Activity — Each line of the records below that contains "cabinet" needs to be copied.

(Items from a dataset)

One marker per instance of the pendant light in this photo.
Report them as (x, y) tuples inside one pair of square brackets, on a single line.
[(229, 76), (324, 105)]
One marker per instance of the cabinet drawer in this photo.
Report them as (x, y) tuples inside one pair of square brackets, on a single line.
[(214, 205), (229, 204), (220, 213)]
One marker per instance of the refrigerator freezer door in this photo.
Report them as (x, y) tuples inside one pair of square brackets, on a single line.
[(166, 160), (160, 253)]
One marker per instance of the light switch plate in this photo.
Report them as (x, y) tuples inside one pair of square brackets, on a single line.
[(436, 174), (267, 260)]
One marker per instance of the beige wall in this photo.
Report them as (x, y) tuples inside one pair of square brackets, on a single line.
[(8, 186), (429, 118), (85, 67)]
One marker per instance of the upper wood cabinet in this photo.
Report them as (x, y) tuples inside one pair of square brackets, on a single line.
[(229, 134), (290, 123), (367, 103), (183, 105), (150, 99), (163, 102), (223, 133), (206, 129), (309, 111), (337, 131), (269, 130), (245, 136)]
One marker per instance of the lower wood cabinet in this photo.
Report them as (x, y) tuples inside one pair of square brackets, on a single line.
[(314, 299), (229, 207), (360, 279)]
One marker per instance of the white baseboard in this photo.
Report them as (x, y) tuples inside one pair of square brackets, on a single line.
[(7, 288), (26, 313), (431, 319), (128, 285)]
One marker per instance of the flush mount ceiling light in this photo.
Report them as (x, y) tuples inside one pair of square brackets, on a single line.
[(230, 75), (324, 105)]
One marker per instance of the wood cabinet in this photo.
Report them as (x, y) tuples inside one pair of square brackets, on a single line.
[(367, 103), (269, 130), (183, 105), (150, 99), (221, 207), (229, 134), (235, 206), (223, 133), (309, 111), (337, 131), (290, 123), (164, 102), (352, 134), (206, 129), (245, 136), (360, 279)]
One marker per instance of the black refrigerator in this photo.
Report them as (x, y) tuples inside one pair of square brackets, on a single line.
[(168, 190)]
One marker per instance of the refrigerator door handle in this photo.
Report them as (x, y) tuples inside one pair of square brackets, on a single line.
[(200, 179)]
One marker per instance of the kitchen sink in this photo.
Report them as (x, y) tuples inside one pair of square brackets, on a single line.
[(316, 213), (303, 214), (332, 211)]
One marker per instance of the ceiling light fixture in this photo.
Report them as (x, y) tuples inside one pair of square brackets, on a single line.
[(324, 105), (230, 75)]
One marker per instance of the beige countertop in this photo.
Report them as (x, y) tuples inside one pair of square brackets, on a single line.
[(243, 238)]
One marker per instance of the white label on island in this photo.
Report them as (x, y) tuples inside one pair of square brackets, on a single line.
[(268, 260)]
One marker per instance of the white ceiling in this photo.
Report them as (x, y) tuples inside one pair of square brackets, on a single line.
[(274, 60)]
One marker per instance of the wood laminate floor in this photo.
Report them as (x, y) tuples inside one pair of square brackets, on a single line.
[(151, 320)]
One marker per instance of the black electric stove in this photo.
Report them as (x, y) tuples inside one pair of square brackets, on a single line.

Task answer —
One marker per instance of the cabinet drawer in this photo.
One marker per instance of the upper wood cabinet in this photo.
One marker per instance of the lower wood cabinet in this photo.
One marker per instance of the wood cabinet in this photo.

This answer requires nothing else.